▸ **Reading passage**:
■ ■ ■ ■ ■

Maybe you can get special permission to visit Nutty Putty and locate this ecosystem you seem so passionate about. The cave got 5,000 visitors per year and no one has yet found an ecosystem. Unless a pile of human shit and a rotting human body count as an ecosystem. I wish the cave would remain open so the local kids could continue to enjoy it. But in my opinion, an ecosystem of human waste is not a “significant” biological treasure that must be protected and left open for more humans to contribute their waste.
An ecosystem isn’t a relative term. They certainly DID find an eco-system. If life exists there it’s an eco-system. One need not go there to know this. Mushrooms growing in rat shit constitutes an eco-system. Y’all are just using the term eco-system incorrectly as though there is some kind of baseline of the growth of living organisms beyond a certain point to constitute an eco-system. Deserts are eco-systems even though they are largely dry.
I kind of wish people would stop misusing the term. It’s not up for debate, the cave HAS an eco-system.
Point taken. Yes, an isolated pile of shit is an ecosystem.
How about a thought experiment. Let’s say I take a shit in a sealed container. There is now an ecosystem in that container. Now I mail that container to you. Do you have a moral obligation to open the container and continue to feed the ecosystem?
This is certainly a matter of opinion. That it is an ecosystem is a fact, but that anyone should give a shit is just your opinion.
Obviously, it’s my opinion, just as whether or not someone else should not give a shit is other people’s opinions.
Apparently, it is the opinion of the landowner that the liability of a hole in the ground that has potential to kill people outweighs the value of its biological treasures.
Similarly, I have a swimming pool. This is officially a public nuisance, and my insurance requires me to take certain measures to prevent trespassers from drowning in my pool. If 5,000 trespassers swam in my pool every year, I just might decide that the liability is greater than the piss-fed algae and remove the pool.
Look, the cave is a blowing hole. That’s how it was discovered. That means that any transient humidity introduced by human presence would soon be alleviated by airflow. The fact that the high humidity is persistent tells me that somewhere, there is a fair amount of standing or flowing water. And in a cave, virtually any place in the world, if there’s water, there’s life.
I didn’t say it had no ecosystem. I just said it was of no value. Value ecologically is rated by rarity and impact. The cave is like a million others. Nothing rare in it to impact. The rats will still be able to get in. Not to mention, blocking human entrance is not “destroying the cave”.
Ogre pointed out quite succinctly why that’s a dubious position. You don’t know what’s deeper in that cave, and it’s clearly got an airshaft that is probably important to whatever lives down there. Deep in the dank recesses of that cave could very well live the Nutty Putty mudskipper.
And as I pointed out in the Pit thread, if they want to seal the cave off to preserve this dead guy, they’re going to have to go quite a bit further than gating it off or barring the entrance. Otherwise, pieces of said dead guy are going to be dragged out by the rats, raccoons, etc.
Also, “value” in this context is a term that needs defining.
…which would be an endemic species worthy of study in itself, or at least worthy to be left the hell alone to keep doing it’s own thing.
That eats…?
The nutty putty minnow.
perhaps endemic copepods or ostracods or pseudoscorpions, or cave crayfish, or crickets, or cave spiders, or beetles, or isopods, or cave fish, or…well, you get the idea.

■ ■ ■ ■ ■

▸ **Task list**:
(a) Reproduce the passage of the Nutty Putty cave discussion from "An ecosystem isn’t" to "are largely dry." word for word.
(b) Answer these questions from the Nutty Putty cave discussion:
(i) How many visitors did the cave get per year?
(ii) What feature of the cave led to its discovery?
(iii) By what two things is ecological value rated?

▸ **Data supplied**:

■ ■ ■ ■ ■

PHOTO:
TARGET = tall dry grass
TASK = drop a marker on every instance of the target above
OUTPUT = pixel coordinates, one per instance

■ ■ ■ ■ ■

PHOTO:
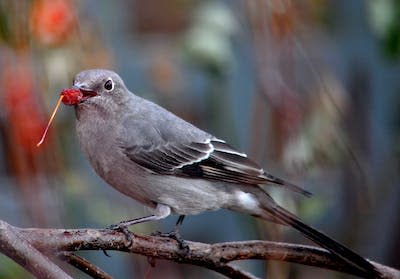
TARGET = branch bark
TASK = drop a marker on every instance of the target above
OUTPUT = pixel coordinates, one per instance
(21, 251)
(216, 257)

■ ■ ■ ■ ■

▸ **Results of the exercise**:
(a)
An ecosystem isn’t a relative term. They certainly DID find an eco-system. If life exists there it’s an eco-system. One need not go there to know this. Mushrooms growing in rat shit constitutes an eco-system. Y’all are just using the term eco-system incorrectly as though there is some kind of baseline of the growth of living organisms beyond a certain point to constitute an eco-system. Deserts are eco-systems even though they are largely dry.

(b)
(i) 5,000 visitors per year.
(ii) It is a blowing hole.
(iii) Rarity and impact.